Output every entry exactly as written, but omit the pictures.

--- Start ---

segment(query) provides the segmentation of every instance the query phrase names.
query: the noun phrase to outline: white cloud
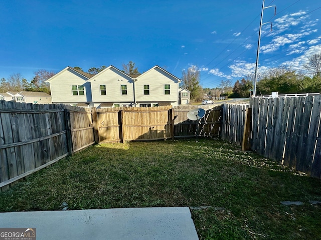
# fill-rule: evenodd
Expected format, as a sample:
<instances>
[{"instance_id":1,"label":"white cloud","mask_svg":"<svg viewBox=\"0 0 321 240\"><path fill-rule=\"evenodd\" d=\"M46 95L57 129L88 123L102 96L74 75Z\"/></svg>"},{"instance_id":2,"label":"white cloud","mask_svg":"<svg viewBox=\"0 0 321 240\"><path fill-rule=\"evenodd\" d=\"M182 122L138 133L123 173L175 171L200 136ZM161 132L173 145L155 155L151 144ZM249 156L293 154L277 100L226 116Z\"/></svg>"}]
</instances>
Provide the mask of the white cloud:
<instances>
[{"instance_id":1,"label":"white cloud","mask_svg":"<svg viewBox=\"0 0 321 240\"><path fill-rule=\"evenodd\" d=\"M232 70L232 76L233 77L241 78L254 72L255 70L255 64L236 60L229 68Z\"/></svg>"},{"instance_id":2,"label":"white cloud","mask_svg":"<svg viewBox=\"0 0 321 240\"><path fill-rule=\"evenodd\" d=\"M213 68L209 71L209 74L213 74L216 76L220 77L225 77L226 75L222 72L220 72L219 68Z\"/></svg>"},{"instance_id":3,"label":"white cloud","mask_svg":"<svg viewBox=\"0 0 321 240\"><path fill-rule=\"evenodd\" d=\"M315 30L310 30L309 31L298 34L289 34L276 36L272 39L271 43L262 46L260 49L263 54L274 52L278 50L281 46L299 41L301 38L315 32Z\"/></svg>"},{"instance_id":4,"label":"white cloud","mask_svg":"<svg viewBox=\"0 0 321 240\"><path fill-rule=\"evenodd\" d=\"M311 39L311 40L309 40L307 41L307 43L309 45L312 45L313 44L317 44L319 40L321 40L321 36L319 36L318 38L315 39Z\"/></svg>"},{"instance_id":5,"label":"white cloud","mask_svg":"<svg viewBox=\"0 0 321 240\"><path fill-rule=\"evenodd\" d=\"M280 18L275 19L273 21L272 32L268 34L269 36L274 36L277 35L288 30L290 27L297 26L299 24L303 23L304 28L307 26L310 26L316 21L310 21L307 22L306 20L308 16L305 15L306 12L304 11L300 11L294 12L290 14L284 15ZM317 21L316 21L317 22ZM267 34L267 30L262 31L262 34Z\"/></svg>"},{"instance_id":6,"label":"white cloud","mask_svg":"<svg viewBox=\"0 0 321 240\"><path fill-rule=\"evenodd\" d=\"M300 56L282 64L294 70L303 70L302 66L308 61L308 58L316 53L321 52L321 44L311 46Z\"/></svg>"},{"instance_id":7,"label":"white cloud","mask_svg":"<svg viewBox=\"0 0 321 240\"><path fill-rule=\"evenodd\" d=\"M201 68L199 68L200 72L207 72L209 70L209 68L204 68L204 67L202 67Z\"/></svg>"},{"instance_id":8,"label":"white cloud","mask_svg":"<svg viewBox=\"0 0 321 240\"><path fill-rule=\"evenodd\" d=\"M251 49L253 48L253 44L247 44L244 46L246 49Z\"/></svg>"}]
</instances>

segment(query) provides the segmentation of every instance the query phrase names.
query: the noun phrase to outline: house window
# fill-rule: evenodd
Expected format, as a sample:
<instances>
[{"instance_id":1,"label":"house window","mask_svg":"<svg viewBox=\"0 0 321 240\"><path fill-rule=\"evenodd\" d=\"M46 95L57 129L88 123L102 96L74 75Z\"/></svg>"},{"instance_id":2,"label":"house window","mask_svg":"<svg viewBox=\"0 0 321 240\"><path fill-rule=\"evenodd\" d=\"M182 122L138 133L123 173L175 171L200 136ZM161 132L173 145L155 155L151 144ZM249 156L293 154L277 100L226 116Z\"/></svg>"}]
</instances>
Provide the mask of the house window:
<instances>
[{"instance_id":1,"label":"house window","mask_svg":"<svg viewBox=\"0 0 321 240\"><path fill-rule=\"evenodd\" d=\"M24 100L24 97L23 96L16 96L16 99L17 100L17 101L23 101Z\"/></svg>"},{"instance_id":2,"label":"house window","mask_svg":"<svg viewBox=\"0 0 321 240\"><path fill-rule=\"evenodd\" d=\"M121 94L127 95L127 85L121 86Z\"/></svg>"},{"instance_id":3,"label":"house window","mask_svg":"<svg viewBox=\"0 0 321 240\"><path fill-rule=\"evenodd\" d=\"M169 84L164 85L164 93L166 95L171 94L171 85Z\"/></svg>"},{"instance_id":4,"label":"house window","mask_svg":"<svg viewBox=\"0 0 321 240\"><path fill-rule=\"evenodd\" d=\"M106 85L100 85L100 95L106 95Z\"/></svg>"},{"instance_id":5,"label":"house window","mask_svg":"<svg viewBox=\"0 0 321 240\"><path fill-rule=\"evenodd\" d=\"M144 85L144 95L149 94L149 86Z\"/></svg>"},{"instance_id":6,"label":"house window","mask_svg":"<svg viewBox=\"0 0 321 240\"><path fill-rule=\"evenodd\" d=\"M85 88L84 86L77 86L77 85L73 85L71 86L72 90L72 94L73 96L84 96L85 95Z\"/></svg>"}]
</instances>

--- End ---

→ **Written response**:
segment(query) provides the segmentation of every instance the query phrase names.
query: the noun phrase to outline: white cloud
# fill-rule: evenodd
Expected format, as a sample:
<instances>
[{"instance_id":1,"label":"white cloud","mask_svg":"<svg viewBox=\"0 0 321 240\"><path fill-rule=\"evenodd\" d=\"M46 95L57 129L88 123L102 96L74 75Z\"/></svg>"},{"instance_id":2,"label":"white cloud","mask_svg":"<svg viewBox=\"0 0 321 240\"><path fill-rule=\"evenodd\" d=\"M182 122L138 133L123 173L175 171L200 136ZM161 132L173 145L155 155L151 144ZM249 156L293 154L277 100L226 116Z\"/></svg>"}]
</instances>
Provide the mask of the white cloud:
<instances>
[{"instance_id":1,"label":"white cloud","mask_svg":"<svg viewBox=\"0 0 321 240\"><path fill-rule=\"evenodd\" d=\"M232 70L232 76L233 77L241 78L254 72L255 70L255 64L236 60L229 68Z\"/></svg>"},{"instance_id":2,"label":"white cloud","mask_svg":"<svg viewBox=\"0 0 321 240\"><path fill-rule=\"evenodd\" d=\"M213 68L209 71L209 74L213 74L216 76L220 77L225 77L226 75L222 72L220 72L219 68Z\"/></svg>"},{"instance_id":3,"label":"white cloud","mask_svg":"<svg viewBox=\"0 0 321 240\"><path fill-rule=\"evenodd\" d=\"M315 30L310 30L309 31L298 34L289 34L276 36L272 39L271 43L262 46L260 49L263 54L274 52L278 50L281 46L299 41L301 38L315 32Z\"/></svg>"},{"instance_id":4,"label":"white cloud","mask_svg":"<svg viewBox=\"0 0 321 240\"><path fill-rule=\"evenodd\" d=\"M311 39L311 40L309 40L307 41L307 43L309 45L312 45L313 44L317 44L319 40L321 40L321 36L319 36L318 38L315 39Z\"/></svg>"},{"instance_id":5,"label":"white cloud","mask_svg":"<svg viewBox=\"0 0 321 240\"><path fill-rule=\"evenodd\" d=\"M280 18L275 19L273 21L272 32L268 34L269 36L274 36L277 35L288 30L290 27L297 26L299 24L303 23L304 28L307 26L310 26L316 21L310 21L307 22L306 20L308 16L305 15L306 12L304 11L300 11L294 12L290 14L284 15ZM317 21L316 21L317 22ZM267 34L267 30L262 31L262 34Z\"/></svg>"},{"instance_id":6,"label":"white cloud","mask_svg":"<svg viewBox=\"0 0 321 240\"><path fill-rule=\"evenodd\" d=\"M300 56L282 64L294 70L303 70L302 66L308 61L308 58L316 53L321 52L321 44L311 46Z\"/></svg>"},{"instance_id":7,"label":"white cloud","mask_svg":"<svg viewBox=\"0 0 321 240\"><path fill-rule=\"evenodd\" d=\"M201 68L199 68L200 72L207 72L209 70L209 68L204 68L204 67L202 67Z\"/></svg>"},{"instance_id":8,"label":"white cloud","mask_svg":"<svg viewBox=\"0 0 321 240\"><path fill-rule=\"evenodd\" d=\"M251 49L253 48L253 44L247 44L244 46L246 49Z\"/></svg>"}]
</instances>

segment(query) provides the segmentation of every instance the query phrase names.
query: the noun phrase to outline: house window
# fill-rule: evenodd
Expected format, as a sample:
<instances>
[{"instance_id":1,"label":"house window","mask_svg":"<svg viewBox=\"0 0 321 240\"><path fill-rule=\"evenodd\" d=\"M46 95L57 129L88 123L102 96L74 75Z\"/></svg>"},{"instance_id":2,"label":"house window","mask_svg":"<svg viewBox=\"0 0 321 240\"><path fill-rule=\"evenodd\" d=\"M182 122L138 133L123 173L175 171L200 136ZM161 132L173 145L155 155L151 144ZM249 156L293 154L277 100L226 116Z\"/></svg>"}]
</instances>
Provide the mask of the house window:
<instances>
[{"instance_id":1,"label":"house window","mask_svg":"<svg viewBox=\"0 0 321 240\"><path fill-rule=\"evenodd\" d=\"M24 100L24 97L23 96L16 96L16 99L17 100L17 101L23 101Z\"/></svg>"},{"instance_id":2,"label":"house window","mask_svg":"<svg viewBox=\"0 0 321 240\"><path fill-rule=\"evenodd\" d=\"M121 94L127 95L127 85L121 86Z\"/></svg>"},{"instance_id":3,"label":"house window","mask_svg":"<svg viewBox=\"0 0 321 240\"><path fill-rule=\"evenodd\" d=\"M169 84L164 85L164 93L166 95L171 94L171 85Z\"/></svg>"},{"instance_id":4,"label":"house window","mask_svg":"<svg viewBox=\"0 0 321 240\"><path fill-rule=\"evenodd\" d=\"M106 85L100 85L100 95L106 95Z\"/></svg>"},{"instance_id":5,"label":"house window","mask_svg":"<svg viewBox=\"0 0 321 240\"><path fill-rule=\"evenodd\" d=\"M144 85L144 95L149 94L149 86Z\"/></svg>"},{"instance_id":6,"label":"house window","mask_svg":"<svg viewBox=\"0 0 321 240\"><path fill-rule=\"evenodd\" d=\"M85 88L84 86L77 86L77 85L73 85L71 86L72 90L72 94L73 96L84 96L85 95Z\"/></svg>"}]
</instances>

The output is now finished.